▶ _Work instructions_
The copy has to match the records word for word and include no pictures.

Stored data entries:
[Start of Attachment]

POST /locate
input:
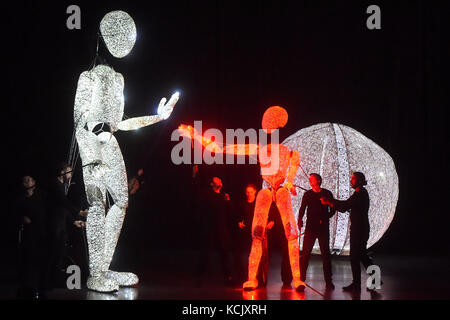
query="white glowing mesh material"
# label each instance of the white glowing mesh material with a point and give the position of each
(119, 33)
(335, 151)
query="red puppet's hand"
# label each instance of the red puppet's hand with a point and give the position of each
(186, 131)
(291, 188)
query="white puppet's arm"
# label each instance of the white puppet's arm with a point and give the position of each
(164, 112)
(87, 141)
(83, 99)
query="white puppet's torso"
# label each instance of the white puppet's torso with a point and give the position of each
(103, 95)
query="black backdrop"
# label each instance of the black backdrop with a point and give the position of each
(231, 60)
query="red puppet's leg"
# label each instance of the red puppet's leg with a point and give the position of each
(262, 206)
(283, 200)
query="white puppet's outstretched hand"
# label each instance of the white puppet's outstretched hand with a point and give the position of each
(164, 112)
(165, 109)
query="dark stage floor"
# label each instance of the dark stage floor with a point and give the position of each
(404, 277)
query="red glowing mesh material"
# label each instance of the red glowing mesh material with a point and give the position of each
(275, 117)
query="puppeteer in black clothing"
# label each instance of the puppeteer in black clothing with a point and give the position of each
(62, 215)
(317, 227)
(358, 206)
(32, 219)
(215, 225)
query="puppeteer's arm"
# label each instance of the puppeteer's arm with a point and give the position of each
(164, 112)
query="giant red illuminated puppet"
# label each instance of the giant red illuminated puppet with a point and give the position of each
(279, 166)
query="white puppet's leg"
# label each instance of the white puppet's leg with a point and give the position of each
(117, 186)
(95, 231)
(283, 201)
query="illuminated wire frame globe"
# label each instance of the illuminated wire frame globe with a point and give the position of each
(335, 151)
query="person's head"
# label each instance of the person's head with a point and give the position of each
(358, 180)
(216, 184)
(64, 171)
(118, 32)
(315, 180)
(250, 192)
(28, 182)
(274, 118)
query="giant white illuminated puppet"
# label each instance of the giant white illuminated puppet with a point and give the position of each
(100, 100)
(279, 165)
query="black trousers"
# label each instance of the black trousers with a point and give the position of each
(323, 235)
(211, 242)
(58, 254)
(358, 254)
(277, 240)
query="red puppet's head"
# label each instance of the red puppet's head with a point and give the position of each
(275, 117)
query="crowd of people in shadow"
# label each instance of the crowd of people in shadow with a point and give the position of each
(50, 225)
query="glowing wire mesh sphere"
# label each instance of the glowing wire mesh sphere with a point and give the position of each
(335, 151)
(119, 33)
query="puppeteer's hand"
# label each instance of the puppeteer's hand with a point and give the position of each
(79, 224)
(165, 109)
(97, 168)
(84, 213)
(288, 185)
(326, 201)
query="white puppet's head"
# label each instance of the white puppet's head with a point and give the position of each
(119, 33)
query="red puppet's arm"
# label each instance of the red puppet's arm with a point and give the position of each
(237, 149)
(295, 163)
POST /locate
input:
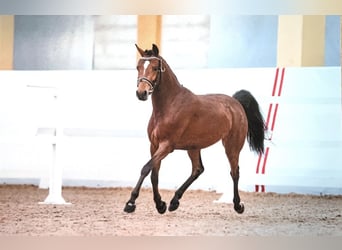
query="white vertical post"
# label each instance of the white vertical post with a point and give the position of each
(56, 168)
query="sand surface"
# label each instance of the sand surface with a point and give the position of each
(99, 212)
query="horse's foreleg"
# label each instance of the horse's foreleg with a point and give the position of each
(157, 155)
(130, 205)
(197, 170)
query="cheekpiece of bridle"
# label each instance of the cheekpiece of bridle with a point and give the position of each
(152, 84)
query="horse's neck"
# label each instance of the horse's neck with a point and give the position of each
(169, 87)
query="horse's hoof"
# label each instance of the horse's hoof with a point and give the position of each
(130, 207)
(174, 204)
(161, 208)
(240, 208)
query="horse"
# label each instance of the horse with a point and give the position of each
(182, 120)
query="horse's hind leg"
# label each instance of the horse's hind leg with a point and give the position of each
(197, 170)
(233, 152)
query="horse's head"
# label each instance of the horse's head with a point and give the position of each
(149, 71)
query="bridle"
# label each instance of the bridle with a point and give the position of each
(152, 84)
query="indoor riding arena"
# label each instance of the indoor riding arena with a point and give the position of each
(75, 133)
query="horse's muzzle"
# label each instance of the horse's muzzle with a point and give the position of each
(142, 95)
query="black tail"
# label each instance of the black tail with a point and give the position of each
(256, 123)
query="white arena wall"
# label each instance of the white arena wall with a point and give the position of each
(104, 141)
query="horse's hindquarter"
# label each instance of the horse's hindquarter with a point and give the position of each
(195, 122)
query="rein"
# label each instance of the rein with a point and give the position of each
(152, 84)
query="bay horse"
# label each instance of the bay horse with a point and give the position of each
(183, 120)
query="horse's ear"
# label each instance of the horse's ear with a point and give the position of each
(155, 50)
(141, 52)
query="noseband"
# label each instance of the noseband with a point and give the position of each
(152, 84)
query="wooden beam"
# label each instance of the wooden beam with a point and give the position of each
(301, 40)
(6, 42)
(149, 31)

[End of Attachment]

▶ _Output of the exercise_
POST /locate
input:
query="white glowing mesh material"
# label each instance of the white glowing mesh material with a point and give the position of each
(119, 33)
(335, 151)
query="red puppet's hand"
# label each instance of the red puppet's hand with a point and give the position of each
(186, 131)
(291, 188)
query="white puppet's arm"
# label each instance of the white puppet's arm with a point and give the position of each
(164, 112)
(87, 141)
(83, 99)
query="white puppet's torso"
# label each instance of the white puppet's torso with a point and give the position of each
(103, 95)
query="black backdrop"
# label each instance of the black backdrop with a point and give the position of each
(231, 60)
query="red puppet's leg"
# label each instance of the red puppet's leg with a point and give the position of each
(262, 206)
(283, 200)
query="white puppet's outstretched hand"
# label each instance of the white puppet's outstretched hand with a point and give the position of each
(164, 112)
(165, 109)
query="dark stage floor"
# label each instance of the dark stage floor with a point and give the position of each
(404, 277)
query="red glowing mesh material"
# label each instance of the red glowing mesh material with a point and give the position of each
(275, 117)
query="puppeteer in black clothing"
# label each instance of the puppeteer in black clothing with a point and give the position of each
(62, 215)
(317, 227)
(358, 206)
(32, 219)
(215, 225)
query="puppeteer's arm"
# label each instance of the puppeteer's arm with a point and give the position of each
(164, 112)
query="giant red illuminated puppet"
# label each instance of the giant red illuminated puppet with a point and give the position of each
(279, 166)
query="white puppet's leg"
# label each instance of the white puppet's leg with a point and give the position of each
(117, 186)
(95, 231)
(283, 201)
query="illuminated wire frame globe"
# label each instance of the illuminated wire frame globe with a point and give the position of each
(335, 151)
query="person's head"
# label each instance of the person's head with a point and give the position of each
(358, 180)
(216, 184)
(64, 171)
(118, 32)
(315, 180)
(250, 192)
(28, 182)
(274, 118)
query="giant white illuminated puppet"
# label each instance of the giant white illuminated puppet with a point and give the position of each
(100, 100)
(279, 165)
query="black trousers"
# label each instance of the black trousers with a point and give the position of each
(323, 235)
(211, 242)
(58, 254)
(358, 254)
(277, 240)
query="red puppet's head"
# label each instance of the red puppet's head with a point and give the position of each
(275, 117)
query="crowd of people in shadow"
# label each instance of the crowd of people in shadow with a point and give the position of each
(50, 225)
query="glowing wire mesh sphere"
# label each instance of the glowing wire mesh sphere with a point and give the position of each
(335, 151)
(119, 33)
query="puppeteer's hand"
# label each instance of the puppeteer's hand with a point and give the position of each
(79, 224)
(165, 109)
(97, 168)
(84, 213)
(288, 185)
(326, 201)
query="white puppet's head"
# label each instance of the white puppet's head with a point and give the position of each
(119, 33)
query="red puppet's arm"
# label each instance of the red puppet's arm with a point and give the position of each
(237, 149)
(295, 163)
POST /locate
input:
query="white vertical post"
# label each instance of the white vertical post with a point and give the position of each
(56, 168)
query="sand surface"
# label each instance of the sand surface with a point and give the position of each
(99, 212)
query="horse's foreleg"
# label each instance of the horse's foreleg with a point and give the position of each
(157, 155)
(130, 205)
(197, 170)
query="cheekpiece of bridle"
# label each instance of the cheekpiece of bridle with a point and give the position of each
(152, 84)
query="horse's neck"
# label each instance of the horse's neck with a point and give the position of each
(169, 87)
query="horse's hoof"
# label each instance of the horse's hoof with a point and give the position of each
(130, 207)
(174, 204)
(161, 208)
(240, 208)
query="horse"
# label each instance of the horse with a point and give the position of each
(182, 120)
query="horse's hind leg"
# label each instance of the horse's hind leg with a point and give the position of each
(197, 170)
(233, 152)
query="horse's head"
# label each instance of the horse's head with a point and give the position of each
(149, 71)
query="bridle"
# label each instance of the bridle with a point and give the position of each
(152, 84)
query="indoor riding arena"
# label each instance of the indoor riding arena with a point and give the position of each
(75, 133)
query="horse's muzzle"
# label each instance of the horse's muzzle with a point and give the position of each
(142, 95)
query="black tail"
# label each instance of the black tail with a point and give the position of each
(256, 123)
query="white arena wall"
# label each instance of the white arena wall with a point and give the position of each
(104, 141)
query="horse's hindquarter"
# label each instance of the horse's hindquarter with a point and give the position of each
(195, 122)
query="rein"
# label each instance of the rein with a point and give the position of each
(152, 84)
query="bay horse"
# label each instance of the bay horse with a point and give the position of each
(183, 120)
query="horse's ear"
# label each instance of the horse's ear with a point and give the position of each
(155, 50)
(141, 52)
query="noseband"
# label each instance of the noseband with a point and give the position of each
(152, 84)
query="wooden beam"
# label each instance of the wooden beam with a point and give the position of each
(301, 40)
(6, 42)
(149, 31)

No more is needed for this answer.